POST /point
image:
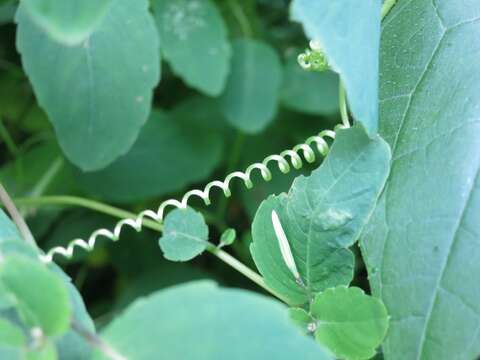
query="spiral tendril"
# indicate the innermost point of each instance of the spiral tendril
(284, 161)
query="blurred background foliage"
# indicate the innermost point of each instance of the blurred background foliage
(192, 137)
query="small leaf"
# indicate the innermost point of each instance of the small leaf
(250, 99)
(309, 92)
(41, 297)
(97, 94)
(67, 21)
(321, 216)
(202, 321)
(185, 235)
(302, 319)
(349, 34)
(10, 335)
(228, 237)
(194, 42)
(349, 323)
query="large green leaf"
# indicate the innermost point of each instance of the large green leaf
(185, 235)
(201, 321)
(348, 322)
(168, 155)
(67, 21)
(422, 247)
(349, 32)
(322, 216)
(40, 295)
(70, 345)
(97, 94)
(194, 42)
(250, 99)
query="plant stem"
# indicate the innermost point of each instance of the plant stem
(97, 342)
(231, 165)
(47, 177)
(242, 20)
(122, 214)
(343, 104)
(386, 7)
(88, 204)
(16, 217)
(244, 270)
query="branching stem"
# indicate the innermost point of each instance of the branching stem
(16, 217)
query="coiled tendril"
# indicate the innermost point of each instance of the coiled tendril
(282, 159)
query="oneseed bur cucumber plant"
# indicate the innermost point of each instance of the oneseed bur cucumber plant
(358, 243)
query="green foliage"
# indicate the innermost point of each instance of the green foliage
(311, 93)
(348, 322)
(68, 21)
(194, 42)
(82, 121)
(39, 295)
(185, 235)
(322, 215)
(251, 95)
(201, 321)
(349, 34)
(188, 153)
(421, 247)
(228, 237)
(96, 97)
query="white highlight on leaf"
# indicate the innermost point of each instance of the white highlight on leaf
(285, 247)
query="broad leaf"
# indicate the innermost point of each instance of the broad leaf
(10, 335)
(185, 235)
(70, 345)
(67, 21)
(349, 32)
(250, 99)
(97, 94)
(208, 323)
(422, 247)
(309, 92)
(41, 297)
(322, 216)
(168, 155)
(194, 42)
(349, 323)
(12, 340)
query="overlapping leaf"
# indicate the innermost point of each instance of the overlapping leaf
(322, 216)
(422, 245)
(349, 32)
(67, 21)
(97, 94)
(251, 95)
(194, 42)
(208, 323)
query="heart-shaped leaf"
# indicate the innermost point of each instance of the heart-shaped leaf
(322, 216)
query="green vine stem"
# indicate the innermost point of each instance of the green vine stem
(153, 225)
(343, 104)
(386, 7)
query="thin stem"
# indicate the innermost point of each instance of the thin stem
(7, 138)
(244, 270)
(88, 204)
(122, 214)
(343, 104)
(386, 7)
(16, 217)
(97, 342)
(240, 17)
(47, 177)
(231, 165)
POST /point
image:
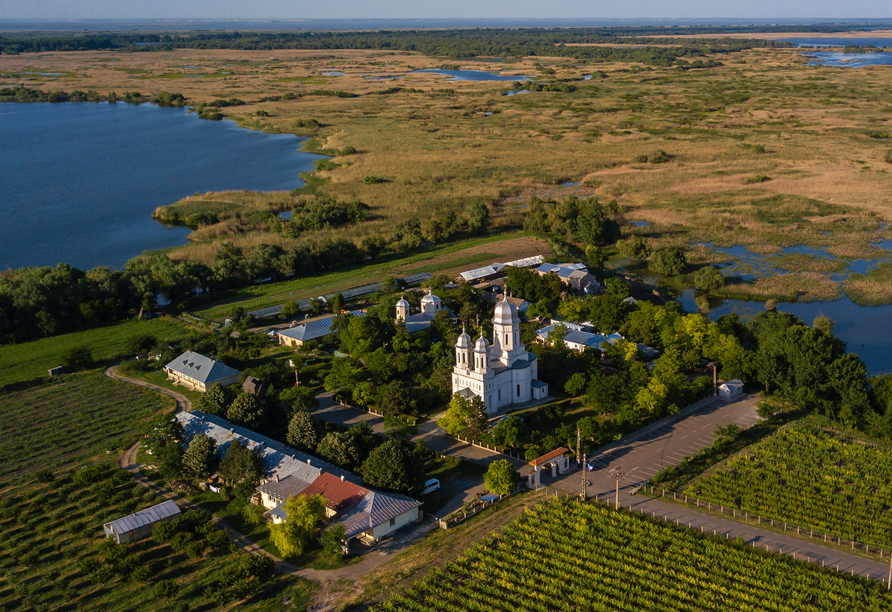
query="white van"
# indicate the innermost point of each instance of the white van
(430, 486)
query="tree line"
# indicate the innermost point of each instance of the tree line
(522, 42)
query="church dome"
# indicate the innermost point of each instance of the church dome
(464, 340)
(506, 313)
(482, 345)
(430, 298)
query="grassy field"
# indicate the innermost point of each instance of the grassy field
(762, 151)
(573, 556)
(447, 259)
(53, 533)
(812, 478)
(19, 362)
(69, 420)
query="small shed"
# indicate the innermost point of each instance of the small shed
(731, 389)
(139, 525)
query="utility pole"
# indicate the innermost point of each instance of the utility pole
(617, 473)
(584, 476)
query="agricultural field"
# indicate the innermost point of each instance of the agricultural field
(806, 476)
(565, 555)
(29, 360)
(59, 560)
(69, 420)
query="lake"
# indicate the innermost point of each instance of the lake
(475, 75)
(81, 180)
(864, 329)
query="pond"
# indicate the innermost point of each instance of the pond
(840, 42)
(848, 60)
(475, 75)
(80, 180)
(864, 329)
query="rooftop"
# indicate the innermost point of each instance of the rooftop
(203, 369)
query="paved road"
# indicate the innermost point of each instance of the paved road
(642, 454)
(434, 438)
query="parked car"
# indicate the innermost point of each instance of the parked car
(430, 486)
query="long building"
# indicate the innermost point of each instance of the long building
(366, 514)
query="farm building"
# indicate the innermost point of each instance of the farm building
(731, 389)
(575, 275)
(367, 515)
(311, 330)
(139, 525)
(198, 372)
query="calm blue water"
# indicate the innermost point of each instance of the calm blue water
(848, 60)
(840, 42)
(475, 75)
(865, 329)
(79, 181)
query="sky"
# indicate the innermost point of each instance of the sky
(470, 9)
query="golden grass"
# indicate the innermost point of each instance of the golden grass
(805, 286)
(440, 151)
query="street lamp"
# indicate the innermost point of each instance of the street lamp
(617, 473)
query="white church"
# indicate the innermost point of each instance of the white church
(503, 374)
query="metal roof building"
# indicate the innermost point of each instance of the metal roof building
(196, 371)
(291, 473)
(139, 525)
(312, 330)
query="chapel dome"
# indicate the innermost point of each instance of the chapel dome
(482, 345)
(505, 313)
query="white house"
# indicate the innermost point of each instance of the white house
(198, 372)
(503, 374)
(731, 389)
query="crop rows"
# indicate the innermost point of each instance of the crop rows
(811, 478)
(573, 556)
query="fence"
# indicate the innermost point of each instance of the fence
(746, 516)
(609, 500)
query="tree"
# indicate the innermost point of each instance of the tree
(708, 279)
(823, 323)
(392, 467)
(241, 464)
(456, 418)
(303, 514)
(595, 257)
(576, 384)
(501, 477)
(539, 310)
(669, 261)
(636, 248)
(302, 432)
(333, 541)
(200, 458)
(245, 410)
(340, 448)
(397, 398)
(215, 400)
(77, 357)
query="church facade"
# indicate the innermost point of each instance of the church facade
(502, 374)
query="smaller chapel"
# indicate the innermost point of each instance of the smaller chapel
(502, 374)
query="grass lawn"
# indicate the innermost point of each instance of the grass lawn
(69, 420)
(270, 294)
(19, 362)
(54, 532)
(454, 475)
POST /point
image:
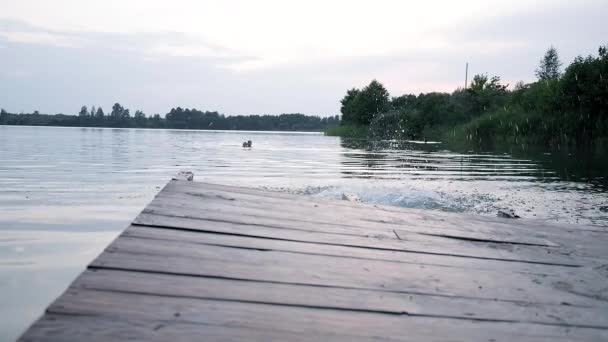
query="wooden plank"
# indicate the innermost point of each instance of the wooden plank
(77, 328)
(339, 298)
(294, 211)
(305, 242)
(225, 263)
(588, 237)
(307, 321)
(270, 266)
(209, 221)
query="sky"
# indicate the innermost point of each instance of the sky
(272, 56)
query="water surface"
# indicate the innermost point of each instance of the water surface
(65, 193)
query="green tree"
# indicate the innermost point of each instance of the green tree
(117, 111)
(550, 65)
(374, 99)
(349, 108)
(83, 111)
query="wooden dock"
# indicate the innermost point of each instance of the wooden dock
(207, 262)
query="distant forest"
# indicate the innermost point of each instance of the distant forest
(561, 108)
(177, 118)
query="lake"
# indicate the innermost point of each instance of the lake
(65, 193)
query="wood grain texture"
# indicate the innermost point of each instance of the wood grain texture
(220, 263)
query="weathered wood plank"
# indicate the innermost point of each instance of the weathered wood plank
(305, 242)
(215, 261)
(293, 211)
(77, 328)
(306, 321)
(221, 263)
(339, 298)
(209, 221)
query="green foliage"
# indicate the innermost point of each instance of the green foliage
(359, 107)
(178, 118)
(549, 68)
(557, 111)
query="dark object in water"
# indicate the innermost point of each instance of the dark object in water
(507, 214)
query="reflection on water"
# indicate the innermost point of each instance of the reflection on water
(66, 192)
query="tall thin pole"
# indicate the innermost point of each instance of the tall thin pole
(466, 77)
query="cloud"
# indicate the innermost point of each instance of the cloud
(156, 44)
(292, 69)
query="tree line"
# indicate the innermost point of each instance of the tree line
(559, 108)
(177, 118)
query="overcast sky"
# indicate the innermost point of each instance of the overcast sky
(272, 57)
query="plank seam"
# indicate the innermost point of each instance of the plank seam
(335, 308)
(93, 267)
(348, 245)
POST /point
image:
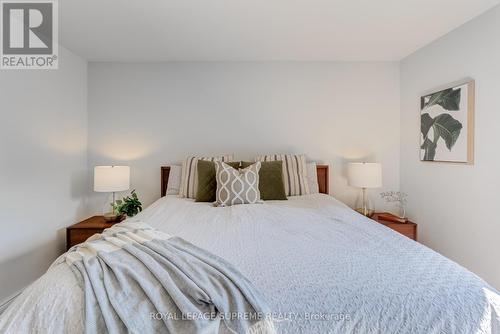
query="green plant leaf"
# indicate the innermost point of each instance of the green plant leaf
(426, 122)
(449, 99)
(430, 149)
(448, 128)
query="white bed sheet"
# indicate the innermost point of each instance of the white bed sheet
(322, 267)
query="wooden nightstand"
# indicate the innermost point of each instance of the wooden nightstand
(78, 233)
(408, 229)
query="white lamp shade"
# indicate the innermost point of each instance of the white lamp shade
(364, 174)
(111, 178)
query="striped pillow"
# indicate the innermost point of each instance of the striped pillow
(189, 180)
(294, 172)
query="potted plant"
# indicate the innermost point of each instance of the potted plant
(129, 206)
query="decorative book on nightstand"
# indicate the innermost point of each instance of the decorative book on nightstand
(408, 229)
(78, 233)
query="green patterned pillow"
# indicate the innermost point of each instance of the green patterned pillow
(237, 186)
(271, 184)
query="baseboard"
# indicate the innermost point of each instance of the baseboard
(6, 302)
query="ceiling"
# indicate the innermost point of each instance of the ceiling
(258, 30)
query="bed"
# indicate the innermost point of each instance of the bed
(322, 268)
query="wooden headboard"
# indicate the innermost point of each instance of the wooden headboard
(322, 171)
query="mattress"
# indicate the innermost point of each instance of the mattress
(321, 267)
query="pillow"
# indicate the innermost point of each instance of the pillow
(207, 185)
(294, 172)
(174, 180)
(189, 179)
(271, 184)
(237, 186)
(312, 178)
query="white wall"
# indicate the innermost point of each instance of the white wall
(456, 206)
(152, 114)
(43, 160)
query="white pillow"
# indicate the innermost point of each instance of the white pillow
(174, 180)
(312, 178)
(189, 179)
(294, 172)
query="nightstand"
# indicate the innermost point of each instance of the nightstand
(78, 233)
(408, 229)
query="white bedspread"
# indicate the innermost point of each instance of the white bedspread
(322, 268)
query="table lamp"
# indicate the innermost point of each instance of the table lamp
(364, 175)
(110, 179)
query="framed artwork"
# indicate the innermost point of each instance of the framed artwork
(447, 124)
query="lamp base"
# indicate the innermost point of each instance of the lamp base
(111, 217)
(369, 212)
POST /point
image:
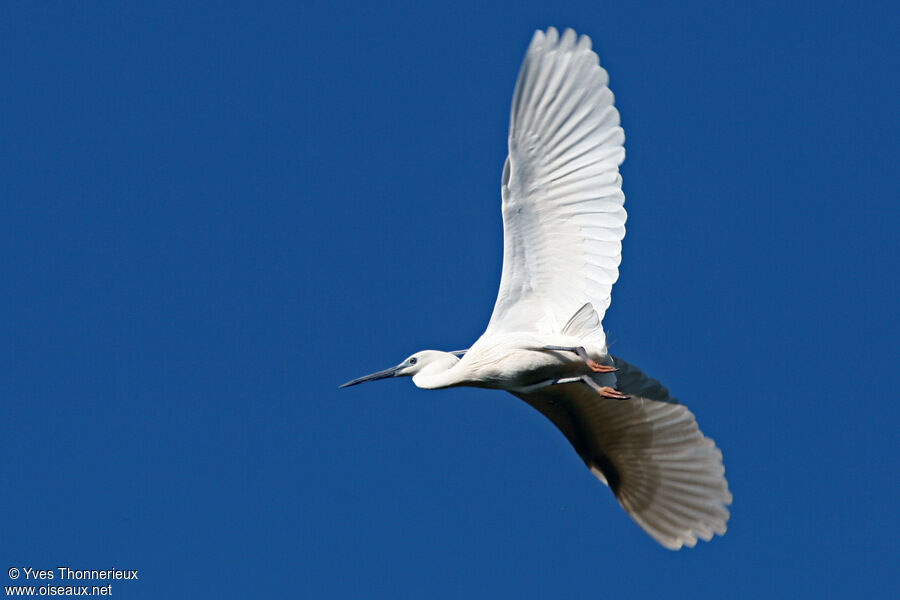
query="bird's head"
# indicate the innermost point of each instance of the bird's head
(424, 363)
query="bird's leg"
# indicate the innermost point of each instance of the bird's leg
(582, 354)
(603, 390)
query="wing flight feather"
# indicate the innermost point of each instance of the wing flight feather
(563, 215)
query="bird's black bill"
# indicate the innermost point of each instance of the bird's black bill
(373, 377)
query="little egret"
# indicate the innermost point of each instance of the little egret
(563, 224)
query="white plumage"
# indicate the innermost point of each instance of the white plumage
(563, 223)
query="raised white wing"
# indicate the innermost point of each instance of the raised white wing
(664, 472)
(563, 220)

• PROBLEM DESCRIPTION: Copy every line of the records above that contains the string "baseboard". Treat uppercase and lowercase letters as distinct.

• SOLVED PROBLEM:
query="baseboard"
# indicate the innermost point of each instance of the baseboard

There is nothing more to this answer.